QUOTED TEXT >>

Most of the gardening books regale the reader with the importance and wonderfulness of compost. It is touted as something so valuable it would seem to be essential to a healthy garden and landscape. At the same time, with a cursory review of how to make compost, the average yardener may very well balk at the serious time it takes to make an compost of any volume. Composting is not for everyone.

We offer this section to help you decide if composting is for you. You may not seek to make what is called "active" compost, but find the idea of a "passive" compost pile a reasonable yard care technique. For some, the idea of composting with worms may seem attractive especially if there are small children in the family.

Perhaps the most attractive option for yardeners will be making "compost tea", described in some detail in this section. This technique allows the yardener to make very valuable use of a relatively small amount of compost produced each year in a "passive" compost pile. Compost tea systems are still in the development stage, but we feel that within a year or two, compost tea will begin to become a routine tool in the home landscape.

WHAT YOU HAVE TO DO >> Copy the composting passage word for word, between "We offer this" and "in the family.", inclusive.

DATA EXCERPT >>
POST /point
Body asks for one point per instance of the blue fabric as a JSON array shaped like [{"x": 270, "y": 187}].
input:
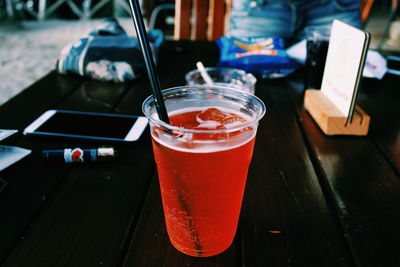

EXERCISE RESPONSE >>
We offer this section to help you decide if composting is for you. You may not seek to make what is called "active" compost, but find the idea of a "passive" compost pile a reasonable yard care technique. For some, the idea of composting with worms may seem attractive especially if there are small children in the family.